* START Document extract *
Joe Biden has never been coy about his desire to be president, even as he has wavered about whether he will actually make a third run for the Oval Office. But as the former vice-president nears a decision, he is apparently homing in on the worst possible understanding of the 2020 primary race in order to decipher a plausible path for him to become the Democratic nominee.

It is not entirely his fault because the way he is thinking about it is extremely common. It is, however, utterly mistaken.

New reporting from Edward-Isaac Dovere of The Atlantic informs us of Biden’s assessment of the race:

“Biden and his aides think Bernie Sanders, who is a year older, might help neutralise the issue of Biden’s age. Sanders is considered likely to join a progressive field that includes Elizabeth Warren, Kamala Harris, Kirsten Gillibrand, Cory Booker, and possibly Sherrod Brown sometime soon. A Sanders candidacy would likely encourage Biden to run because he doesn’t agree with the Vermont senator’s policies and thinks they’re losing politics.

“In a primary, Biden and his advisers believe, all those left-tilting candidates would divide support and leave him with a sizeable number of more moderate voters.”

A third person who has been in touch with Biden’s top aides said: “We’ve got a little bit of our own lane. We just need to go own it. He’s well aware that this isn’t going to be easy, he’s going to have to fight for it, but I don’t think he’s viewing this thing through the lens of matching up against any one candidate.”
* END Document extract *
* START Data extract *
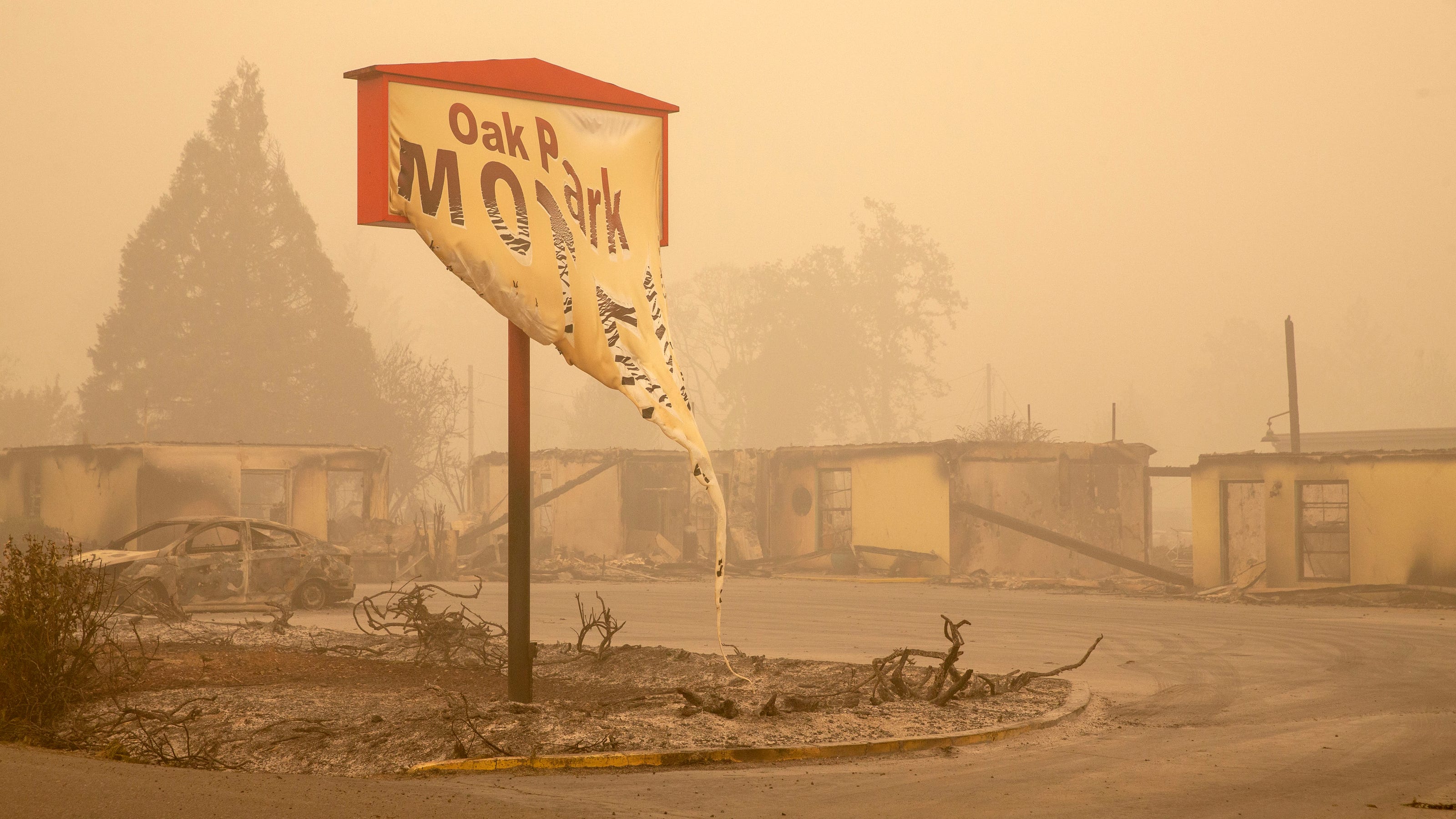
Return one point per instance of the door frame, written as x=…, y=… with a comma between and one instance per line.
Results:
x=1223, y=528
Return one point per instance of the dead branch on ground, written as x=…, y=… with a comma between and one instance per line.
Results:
x=603, y=624
x=346, y=649
x=711, y=703
x=452, y=636
x=161, y=738
x=896, y=677
x=459, y=714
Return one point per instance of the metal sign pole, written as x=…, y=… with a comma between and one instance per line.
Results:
x=519, y=521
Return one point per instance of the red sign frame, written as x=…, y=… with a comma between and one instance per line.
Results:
x=523, y=79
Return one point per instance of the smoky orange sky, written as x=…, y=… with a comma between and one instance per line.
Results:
x=1116, y=182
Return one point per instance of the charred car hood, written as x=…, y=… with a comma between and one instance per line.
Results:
x=113, y=557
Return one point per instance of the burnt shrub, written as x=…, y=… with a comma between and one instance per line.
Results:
x=57, y=640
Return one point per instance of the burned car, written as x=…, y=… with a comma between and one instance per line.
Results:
x=225, y=563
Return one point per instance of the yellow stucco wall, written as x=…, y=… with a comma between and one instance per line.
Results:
x=1403, y=518
x=100, y=493
x=900, y=500
x=586, y=519
x=1091, y=491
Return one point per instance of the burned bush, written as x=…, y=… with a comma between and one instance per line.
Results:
x=59, y=645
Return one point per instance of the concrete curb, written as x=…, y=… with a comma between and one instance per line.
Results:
x=1077, y=702
x=855, y=579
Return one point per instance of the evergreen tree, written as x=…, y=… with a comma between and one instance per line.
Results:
x=232, y=323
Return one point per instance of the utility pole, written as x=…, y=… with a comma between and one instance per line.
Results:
x=519, y=518
x=470, y=440
x=1294, y=385
x=991, y=378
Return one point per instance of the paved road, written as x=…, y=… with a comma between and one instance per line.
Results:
x=1202, y=710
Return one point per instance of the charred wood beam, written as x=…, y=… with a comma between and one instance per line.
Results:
x=542, y=499
x=1081, y=547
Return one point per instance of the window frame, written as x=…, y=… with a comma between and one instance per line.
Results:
x=822, y=508
x=1299, y=532
x=288, y=495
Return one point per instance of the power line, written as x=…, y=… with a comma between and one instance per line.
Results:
x=533, y=413
x=536, y=388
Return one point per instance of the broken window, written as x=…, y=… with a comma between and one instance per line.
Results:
x=545, y=515
x=222, y=538
x=346, y=503
x=1106, y=481
x=1324, y=531
x=836, y=502
x=271, y=538
x=266, y=495
x=33, y=496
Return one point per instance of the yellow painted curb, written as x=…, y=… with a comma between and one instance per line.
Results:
x=854, y=579
x=1077, y=702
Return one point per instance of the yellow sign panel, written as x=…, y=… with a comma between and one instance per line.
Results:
x=552, y=213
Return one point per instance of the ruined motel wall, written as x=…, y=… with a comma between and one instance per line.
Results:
x=100, y=493
x=1403, y=522
x=88, y=491
x=586, y=519
x=1092, y=491
x=900, y=500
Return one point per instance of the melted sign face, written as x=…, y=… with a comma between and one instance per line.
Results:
x=552, y=215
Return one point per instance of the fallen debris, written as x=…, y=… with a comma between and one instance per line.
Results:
x=452, y=636
x=312, y=700
x=603, y=624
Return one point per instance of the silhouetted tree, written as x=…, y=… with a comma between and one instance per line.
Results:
x=832, y=344
x=232, y=323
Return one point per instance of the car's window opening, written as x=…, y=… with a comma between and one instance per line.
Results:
x=220, y=538
x=271, y=538
x=155, y=538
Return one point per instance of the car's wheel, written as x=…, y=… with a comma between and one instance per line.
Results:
x=312, y=595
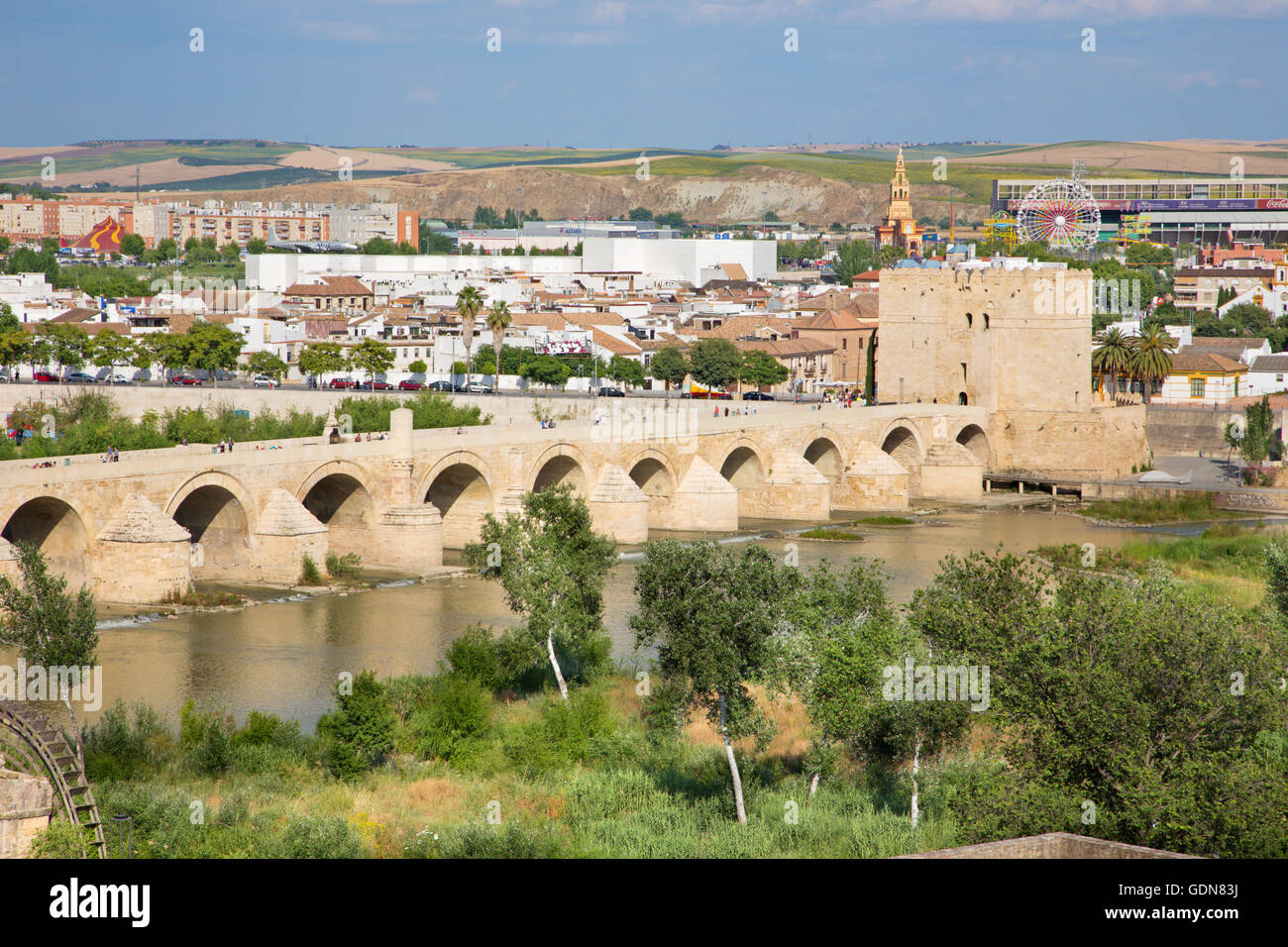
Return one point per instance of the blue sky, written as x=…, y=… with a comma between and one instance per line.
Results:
x=629, y=72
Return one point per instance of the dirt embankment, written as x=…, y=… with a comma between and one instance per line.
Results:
x=559, y=193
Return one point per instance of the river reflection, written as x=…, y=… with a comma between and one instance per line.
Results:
x=284, y=657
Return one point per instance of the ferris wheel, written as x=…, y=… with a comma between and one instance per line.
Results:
x=1063, y=213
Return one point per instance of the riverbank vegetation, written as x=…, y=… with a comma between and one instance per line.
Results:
x=786, y=712
x=91, y=421
x=1185, y=508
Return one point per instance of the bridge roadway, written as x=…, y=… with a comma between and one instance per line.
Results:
x=142, y=528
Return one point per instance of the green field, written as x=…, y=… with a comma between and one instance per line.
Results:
x=146, y=153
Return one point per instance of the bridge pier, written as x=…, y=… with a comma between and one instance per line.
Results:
x=618, y=508
x=794, y=488
x=408, y=539
x=142, y=556
x=286, y=534
x=704, y=501
x=874, y=480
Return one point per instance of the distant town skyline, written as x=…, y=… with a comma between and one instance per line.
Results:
x=606, y=72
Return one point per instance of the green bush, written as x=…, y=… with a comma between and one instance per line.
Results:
x=309, y=574
x=360, y=732
x=117, y=748
x=458, y=714
x=568, y=732
x=343, y=567
x=318, y=838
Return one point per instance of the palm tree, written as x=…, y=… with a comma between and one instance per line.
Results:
x=497, y=320
x=469, y=300
x=1151, y=357
x=1112, y=357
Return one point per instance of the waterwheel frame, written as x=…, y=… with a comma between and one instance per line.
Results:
x=31, y=744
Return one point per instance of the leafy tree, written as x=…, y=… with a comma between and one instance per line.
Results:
x=552, y=565
x=854, y=257
x=1112, y=357
x=870, y=372
x=322, y=359
x=469, y=300
x=373, y=357
x=133, y=245
x=1151, y=357
x=1140, y=693
x=626, y=369
x=360, y=732
x=68, y=344
x=1247, y=318
x=497, y=321
x=761, y=368
x=108, y=350
x=214, y=347
x=711, y=613
x=890, y=254
x=715, y=363
x=545, y=369
x=46, y=624
x=670, y=367
x=266, y=364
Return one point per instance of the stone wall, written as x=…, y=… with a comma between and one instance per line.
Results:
x=26, y=805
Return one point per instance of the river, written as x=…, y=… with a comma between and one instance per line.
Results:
x=283, y=657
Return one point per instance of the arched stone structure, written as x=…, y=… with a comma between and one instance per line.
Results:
x=340, y=500
x=58, y=531
x=653, y=474
x=974, y=440
x=220, y=534
x=558, y=466
x=463, y=495
x=823, y=454
x=902, y=442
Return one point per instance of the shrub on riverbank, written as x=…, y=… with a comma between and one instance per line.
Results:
x=1186, y=508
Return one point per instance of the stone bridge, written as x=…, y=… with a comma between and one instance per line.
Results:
x=146, y=526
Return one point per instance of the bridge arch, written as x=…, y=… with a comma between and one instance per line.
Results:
x=336, y=495
x=558, y=466
x=54, y=527
x=743, y=466
x=974, y=440
x=460, y=487
x=902, y=441
x=823, y=453
x=656, y=475
x=220, y=514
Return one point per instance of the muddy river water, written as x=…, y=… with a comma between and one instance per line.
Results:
x=284, y=656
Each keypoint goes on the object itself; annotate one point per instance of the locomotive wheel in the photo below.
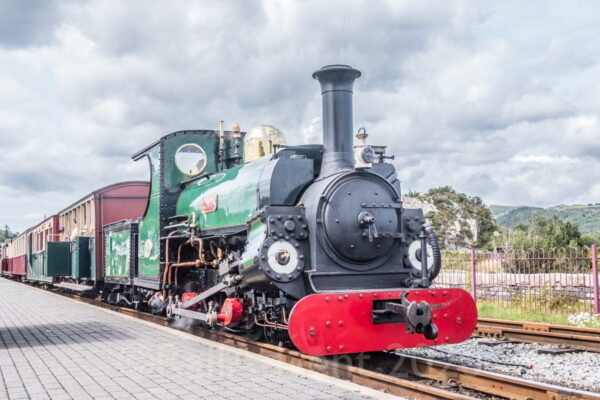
(255, 334)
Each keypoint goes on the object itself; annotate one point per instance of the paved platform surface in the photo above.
(52, 347)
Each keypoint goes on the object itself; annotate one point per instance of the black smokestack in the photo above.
(336, 89)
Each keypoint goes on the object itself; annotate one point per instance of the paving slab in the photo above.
(54, 347)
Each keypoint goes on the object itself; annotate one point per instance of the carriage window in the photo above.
(190, 159)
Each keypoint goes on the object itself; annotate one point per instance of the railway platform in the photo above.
(52, 347)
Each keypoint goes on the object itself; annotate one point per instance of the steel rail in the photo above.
(527, 332)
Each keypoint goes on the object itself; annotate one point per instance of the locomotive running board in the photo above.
(335, 323)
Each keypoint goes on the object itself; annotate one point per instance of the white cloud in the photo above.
(469, 95)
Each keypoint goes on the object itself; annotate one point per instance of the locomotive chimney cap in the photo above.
(338, 77)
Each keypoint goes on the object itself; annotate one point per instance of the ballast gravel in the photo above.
(577, 370)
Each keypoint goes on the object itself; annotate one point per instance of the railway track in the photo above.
(406, 376)
(526, 332)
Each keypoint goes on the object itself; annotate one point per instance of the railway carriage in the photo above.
(67, 249)
(15, 257)
(81, 224)
(47, 257)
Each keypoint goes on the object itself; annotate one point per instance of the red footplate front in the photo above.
(335, 323)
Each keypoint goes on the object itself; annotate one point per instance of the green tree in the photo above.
(545, 233)
(6, 234)
(454, 210)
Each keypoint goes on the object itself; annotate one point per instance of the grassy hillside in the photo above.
(585, 216)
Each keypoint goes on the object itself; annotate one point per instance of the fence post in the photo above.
(474, 274)
(595, 279)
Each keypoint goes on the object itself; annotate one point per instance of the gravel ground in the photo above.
(579, 370)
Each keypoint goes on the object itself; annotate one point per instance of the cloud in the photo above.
(468, 95)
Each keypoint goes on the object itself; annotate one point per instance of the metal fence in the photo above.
(556, 281)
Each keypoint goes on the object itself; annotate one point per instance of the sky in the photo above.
(499, 100)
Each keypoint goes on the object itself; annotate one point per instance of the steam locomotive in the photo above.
(307, 244)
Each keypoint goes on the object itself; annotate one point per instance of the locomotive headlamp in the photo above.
(363, 153)
(368, 155)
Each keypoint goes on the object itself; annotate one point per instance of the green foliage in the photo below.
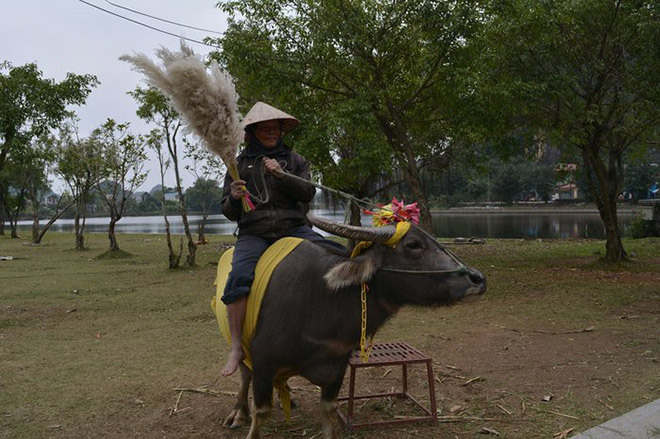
(377, 84)
(586, 74)
(204, 196)
(30, 105)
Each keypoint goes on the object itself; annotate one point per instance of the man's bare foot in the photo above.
(235, 358)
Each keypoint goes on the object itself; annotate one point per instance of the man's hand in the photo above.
(238, 189)
(273, 166)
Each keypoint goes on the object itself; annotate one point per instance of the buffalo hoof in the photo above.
(294, 404)
(237, 418)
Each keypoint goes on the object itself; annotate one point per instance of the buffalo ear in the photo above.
(352, 272)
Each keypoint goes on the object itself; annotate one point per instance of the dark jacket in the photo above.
(286, 207)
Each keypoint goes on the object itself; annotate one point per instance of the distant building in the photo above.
(49, 199)
(140, 196)
(171, 196)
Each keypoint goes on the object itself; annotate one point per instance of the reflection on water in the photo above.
(445, 224)
(522, 225)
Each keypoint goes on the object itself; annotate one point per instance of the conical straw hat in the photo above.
(261, 112)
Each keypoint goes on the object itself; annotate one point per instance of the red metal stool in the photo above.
(390, 354)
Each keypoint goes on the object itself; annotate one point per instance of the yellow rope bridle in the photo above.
(401, 229)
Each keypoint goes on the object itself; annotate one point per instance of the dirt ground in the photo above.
(491, 380)
(556, 346)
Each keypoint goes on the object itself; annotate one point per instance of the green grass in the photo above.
(91, 345)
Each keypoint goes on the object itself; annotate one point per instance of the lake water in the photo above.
(480, 224)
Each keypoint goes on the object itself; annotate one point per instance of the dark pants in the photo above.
(249, 249)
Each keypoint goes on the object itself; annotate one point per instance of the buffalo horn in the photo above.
(372, 234)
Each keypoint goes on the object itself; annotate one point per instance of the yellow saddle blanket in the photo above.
(265, 267)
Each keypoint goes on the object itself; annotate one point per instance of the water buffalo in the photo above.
(310, 317)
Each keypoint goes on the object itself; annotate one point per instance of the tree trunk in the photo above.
(50, 222)
(604, 187)
(192, 247)
(400, 142)
(354, 220)
(201, 228)
(13, 225)
(35, 221)
(114, 246)
(78, 228)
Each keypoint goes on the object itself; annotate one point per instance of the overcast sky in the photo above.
(70, 36)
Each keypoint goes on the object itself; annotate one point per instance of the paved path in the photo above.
(641, 423)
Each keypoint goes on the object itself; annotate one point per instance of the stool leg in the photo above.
(434, 407)
(404, 372)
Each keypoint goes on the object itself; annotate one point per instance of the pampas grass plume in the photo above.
(205, 97)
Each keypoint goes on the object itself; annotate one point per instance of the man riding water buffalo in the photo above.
(282, 211)
(313, 315)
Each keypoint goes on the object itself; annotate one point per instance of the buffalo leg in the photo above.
(262, 399)
(241, 412)
(329, 422)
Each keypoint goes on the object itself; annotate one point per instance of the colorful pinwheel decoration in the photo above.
(394, 212)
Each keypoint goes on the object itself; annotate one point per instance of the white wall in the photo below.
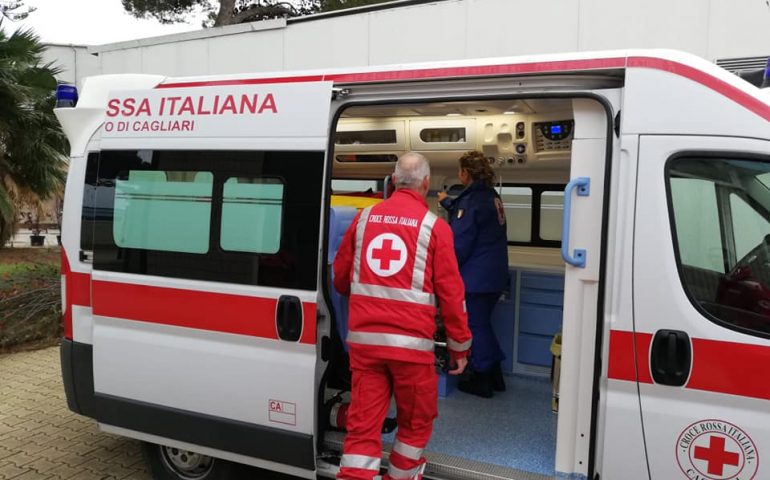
(74, 61)
(451, 29)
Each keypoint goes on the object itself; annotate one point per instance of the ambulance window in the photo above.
(90, 210)
(365, 137)
(342, 186)
(551, 208)
(252, 210)
(721, 218)
(517, 202)
(159, 210)
(240, 217)
(442, 135)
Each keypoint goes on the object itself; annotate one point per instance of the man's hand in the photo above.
(459, 365)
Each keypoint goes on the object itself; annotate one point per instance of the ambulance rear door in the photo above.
(205, 271)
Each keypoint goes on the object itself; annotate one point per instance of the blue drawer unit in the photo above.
(503, 323)
(541, 303)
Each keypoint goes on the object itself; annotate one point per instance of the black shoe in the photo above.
(479, 383)
(498, 382)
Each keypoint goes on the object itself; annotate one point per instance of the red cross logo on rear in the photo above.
(386, 254)
(716, 455)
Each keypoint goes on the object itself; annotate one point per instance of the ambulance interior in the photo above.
(528, 142)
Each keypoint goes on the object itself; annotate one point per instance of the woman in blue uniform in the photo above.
(477, 219)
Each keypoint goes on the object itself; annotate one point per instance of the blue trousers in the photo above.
(485, 350)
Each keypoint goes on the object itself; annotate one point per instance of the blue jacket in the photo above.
(477, 219)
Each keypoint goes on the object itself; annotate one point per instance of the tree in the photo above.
(230, 12)
(32, 146)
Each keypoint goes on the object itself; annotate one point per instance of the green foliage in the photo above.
(165, 11)
(30, 304)
(32, 146)
(227, 12)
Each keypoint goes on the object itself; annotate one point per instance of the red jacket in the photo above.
(395, 261)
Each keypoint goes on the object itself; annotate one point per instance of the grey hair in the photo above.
(411, 168)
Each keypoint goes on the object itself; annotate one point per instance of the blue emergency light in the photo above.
(66, 95)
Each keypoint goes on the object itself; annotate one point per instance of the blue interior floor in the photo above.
(515, 428)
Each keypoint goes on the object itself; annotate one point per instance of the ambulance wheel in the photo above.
(170, 463)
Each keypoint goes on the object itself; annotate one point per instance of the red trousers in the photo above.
(415, 387)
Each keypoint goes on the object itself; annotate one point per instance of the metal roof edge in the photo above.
(273, 24)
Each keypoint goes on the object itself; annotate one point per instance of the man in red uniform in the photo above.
(396, 260)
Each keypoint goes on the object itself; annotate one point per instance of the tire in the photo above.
(169, 463)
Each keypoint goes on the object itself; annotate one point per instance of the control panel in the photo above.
(553, 136)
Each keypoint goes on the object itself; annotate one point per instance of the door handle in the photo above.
(583, 184)
(288, 318)
(671, 357)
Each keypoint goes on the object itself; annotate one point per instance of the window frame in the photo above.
(707, 154)
(537, 193)
(300, 191)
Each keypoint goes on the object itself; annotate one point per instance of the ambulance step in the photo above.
(440, 466)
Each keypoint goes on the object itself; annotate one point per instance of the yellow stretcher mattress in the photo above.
(353, 201)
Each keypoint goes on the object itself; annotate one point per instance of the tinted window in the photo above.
(89, 209)
(533, 214)
(163, 210)
(252, 210)
(238, 217)
(721, 219)
(517, 202)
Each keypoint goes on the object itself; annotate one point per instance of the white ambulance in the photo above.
(202, 215)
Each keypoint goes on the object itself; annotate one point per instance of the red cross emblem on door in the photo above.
(386, 254)
(716, 455)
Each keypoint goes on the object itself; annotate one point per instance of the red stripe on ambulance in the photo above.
(77, 291)
(717, 366)
(216, 312)
(705, 79)
(736, 95)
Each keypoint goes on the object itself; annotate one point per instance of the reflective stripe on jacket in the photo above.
(396, 262)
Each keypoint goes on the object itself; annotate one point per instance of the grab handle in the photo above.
(583, 185)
* END Data extract *
**Exercise description:**
In the Biden article:
(a) For which publication does Edward-Isaac Dovere report?
(b) Which likely candidate is described as a year older than Biden?
(c) According to the third person in touch with Biden's top aides, what do "we" have a little bit of?
Answer using only the Biden article.

**Solution to this problem:**
(a) The Atlantic.
(b) Bernie Sanders.
(c) Their own lane.